## EXCERPTED PASSAGE:
The three most famous sculptures from Mohenjo Daro, on the Sindhu/Indus river, seem ill-chosen to represent the Pakistani publicity campaign “5000 years of Pakistan”. The “king-priest” apparently is an officiant of a stellar cult, and at any rate of a cult other than Islam, so according to the Pakistani state ideology, raison d’être for Pakistan’s very existence, he was a leading figure in a false religion belonging to Jahiliyya, the “age of ignorance”. Like the seated yogi surrounded by animals, “Śiva Paśupati”, he must be burning in hell now. As for the “dancing girl”, stark naked and in a defying pose, in today’s Pakistan she would be stoned to death right away.
And yet, that Pakistani slogan does make sense. Bear with us, we will take the reader through a convoluted array of scriptural and historical data, and you will see why this conclusion is anything but far-fetched. Indeed, it is inevitable.

## GIVEN ENTRIES:
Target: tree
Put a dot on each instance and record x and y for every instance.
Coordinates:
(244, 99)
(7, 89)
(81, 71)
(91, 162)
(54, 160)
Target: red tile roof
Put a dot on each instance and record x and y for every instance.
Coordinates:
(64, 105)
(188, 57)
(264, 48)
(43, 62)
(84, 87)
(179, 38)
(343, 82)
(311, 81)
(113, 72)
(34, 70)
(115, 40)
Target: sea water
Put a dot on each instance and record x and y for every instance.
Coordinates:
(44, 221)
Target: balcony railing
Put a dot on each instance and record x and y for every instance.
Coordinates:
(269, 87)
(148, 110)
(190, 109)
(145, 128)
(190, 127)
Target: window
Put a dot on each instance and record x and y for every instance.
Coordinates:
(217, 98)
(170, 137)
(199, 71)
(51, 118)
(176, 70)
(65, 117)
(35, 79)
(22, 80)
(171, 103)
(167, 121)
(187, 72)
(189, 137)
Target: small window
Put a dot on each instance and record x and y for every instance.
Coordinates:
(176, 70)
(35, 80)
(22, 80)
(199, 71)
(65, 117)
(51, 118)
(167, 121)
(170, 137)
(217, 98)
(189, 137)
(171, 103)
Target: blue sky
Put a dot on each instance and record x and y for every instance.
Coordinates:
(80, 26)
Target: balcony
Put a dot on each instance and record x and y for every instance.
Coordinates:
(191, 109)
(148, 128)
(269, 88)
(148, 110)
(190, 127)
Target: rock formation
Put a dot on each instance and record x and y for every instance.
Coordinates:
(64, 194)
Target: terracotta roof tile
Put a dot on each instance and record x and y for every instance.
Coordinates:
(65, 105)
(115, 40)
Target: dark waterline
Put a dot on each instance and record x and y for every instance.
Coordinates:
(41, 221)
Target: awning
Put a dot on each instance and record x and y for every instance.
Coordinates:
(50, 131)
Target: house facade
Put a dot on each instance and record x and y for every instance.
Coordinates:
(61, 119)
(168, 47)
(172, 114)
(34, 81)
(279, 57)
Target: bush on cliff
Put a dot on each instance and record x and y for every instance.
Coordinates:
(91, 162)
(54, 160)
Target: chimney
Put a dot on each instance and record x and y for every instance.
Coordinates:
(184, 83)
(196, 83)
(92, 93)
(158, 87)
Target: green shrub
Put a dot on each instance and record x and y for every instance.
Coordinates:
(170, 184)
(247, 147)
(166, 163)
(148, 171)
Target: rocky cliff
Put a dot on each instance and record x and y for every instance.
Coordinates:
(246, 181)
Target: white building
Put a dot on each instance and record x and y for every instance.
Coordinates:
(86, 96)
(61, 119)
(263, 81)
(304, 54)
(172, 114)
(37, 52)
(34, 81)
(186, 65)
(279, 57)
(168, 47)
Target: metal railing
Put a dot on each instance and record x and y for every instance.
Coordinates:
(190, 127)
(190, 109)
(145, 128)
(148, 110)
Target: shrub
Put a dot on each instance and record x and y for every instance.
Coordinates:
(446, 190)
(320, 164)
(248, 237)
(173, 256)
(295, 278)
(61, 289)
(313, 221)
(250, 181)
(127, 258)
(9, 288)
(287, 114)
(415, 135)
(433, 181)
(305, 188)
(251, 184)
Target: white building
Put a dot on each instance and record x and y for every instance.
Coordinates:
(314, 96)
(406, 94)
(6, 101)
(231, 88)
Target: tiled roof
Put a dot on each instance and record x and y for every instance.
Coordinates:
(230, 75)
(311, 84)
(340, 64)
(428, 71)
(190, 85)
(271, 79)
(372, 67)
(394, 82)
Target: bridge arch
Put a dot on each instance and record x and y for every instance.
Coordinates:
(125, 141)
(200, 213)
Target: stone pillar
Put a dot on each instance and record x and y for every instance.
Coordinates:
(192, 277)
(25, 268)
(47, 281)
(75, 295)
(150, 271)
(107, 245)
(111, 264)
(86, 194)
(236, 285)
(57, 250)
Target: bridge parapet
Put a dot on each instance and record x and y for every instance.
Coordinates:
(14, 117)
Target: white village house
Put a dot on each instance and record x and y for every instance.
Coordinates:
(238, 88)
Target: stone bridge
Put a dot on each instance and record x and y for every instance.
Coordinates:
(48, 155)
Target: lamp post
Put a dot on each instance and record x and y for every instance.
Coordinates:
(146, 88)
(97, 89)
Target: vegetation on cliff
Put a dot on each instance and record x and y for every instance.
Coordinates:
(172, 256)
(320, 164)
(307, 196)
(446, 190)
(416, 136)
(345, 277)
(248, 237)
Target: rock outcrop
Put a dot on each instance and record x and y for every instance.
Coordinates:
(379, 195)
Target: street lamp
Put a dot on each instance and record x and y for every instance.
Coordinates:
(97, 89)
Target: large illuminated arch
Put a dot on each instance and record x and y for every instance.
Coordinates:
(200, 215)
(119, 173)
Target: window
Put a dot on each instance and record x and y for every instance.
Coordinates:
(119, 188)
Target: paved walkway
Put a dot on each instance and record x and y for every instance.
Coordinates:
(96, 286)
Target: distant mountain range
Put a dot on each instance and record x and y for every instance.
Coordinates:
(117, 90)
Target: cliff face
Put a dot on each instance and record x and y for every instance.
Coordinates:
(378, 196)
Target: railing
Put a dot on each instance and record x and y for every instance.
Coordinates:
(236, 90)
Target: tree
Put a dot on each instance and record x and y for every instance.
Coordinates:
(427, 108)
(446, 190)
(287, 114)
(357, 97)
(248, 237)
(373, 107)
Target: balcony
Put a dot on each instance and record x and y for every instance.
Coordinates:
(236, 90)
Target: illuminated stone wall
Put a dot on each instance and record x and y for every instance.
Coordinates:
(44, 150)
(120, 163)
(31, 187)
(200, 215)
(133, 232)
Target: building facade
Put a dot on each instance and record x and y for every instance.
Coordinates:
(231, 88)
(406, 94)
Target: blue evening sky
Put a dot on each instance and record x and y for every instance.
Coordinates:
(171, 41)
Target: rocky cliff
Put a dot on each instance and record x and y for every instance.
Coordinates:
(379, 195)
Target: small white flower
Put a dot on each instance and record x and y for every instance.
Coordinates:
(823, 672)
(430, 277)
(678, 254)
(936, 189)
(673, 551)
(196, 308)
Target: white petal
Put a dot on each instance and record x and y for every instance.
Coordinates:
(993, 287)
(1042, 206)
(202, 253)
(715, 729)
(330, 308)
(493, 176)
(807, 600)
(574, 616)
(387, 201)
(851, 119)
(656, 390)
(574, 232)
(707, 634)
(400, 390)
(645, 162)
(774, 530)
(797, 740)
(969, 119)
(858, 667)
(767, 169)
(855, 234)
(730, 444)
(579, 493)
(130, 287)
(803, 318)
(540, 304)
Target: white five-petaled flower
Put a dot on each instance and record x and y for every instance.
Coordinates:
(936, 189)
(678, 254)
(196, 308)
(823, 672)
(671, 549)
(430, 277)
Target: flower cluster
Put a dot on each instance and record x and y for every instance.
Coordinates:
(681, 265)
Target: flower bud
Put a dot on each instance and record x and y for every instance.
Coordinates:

## WRITTEN PROBLEM A:
Name each of the sculptures from Mohenjo Daro that the Mohenjo Daro passage mentions.
## WRITTEN PROBLEM B:
Return the part of the Mohenjo Daro passage from "The three most" to "death right away." word for word.
The records have no connection to the text.

## EXERCISE ANSWER A:
The "king-priest", the seated yogi surrounded by animals ("Śiva Paśupati"), and the "dancing girl".

## EXERCISE ANSWER B:
The three most famous sculptures from Mohenjo Daro, on the Sindhu/Indus river, seem ill-chosen to represent the Pakistani publicity campaign “5000 years of Pakistan”. The “king-priest” apparently is an officiant of a stellar cult, and at any rate of a cult other than Islam, so according to the Pakistani state ideology, raison d’être for Pakistan’s very existence, he was a leading figure in a false religion belonging to Jahiliyya, the “age of ignorance”. Like the seated yogi surrounded by animals, “Śiva Paśupati”, he must be burning in hell now. As for the “dancing girl”, stark naked and in a defying pose, in today’s Pakistan she would be stoned to death right away.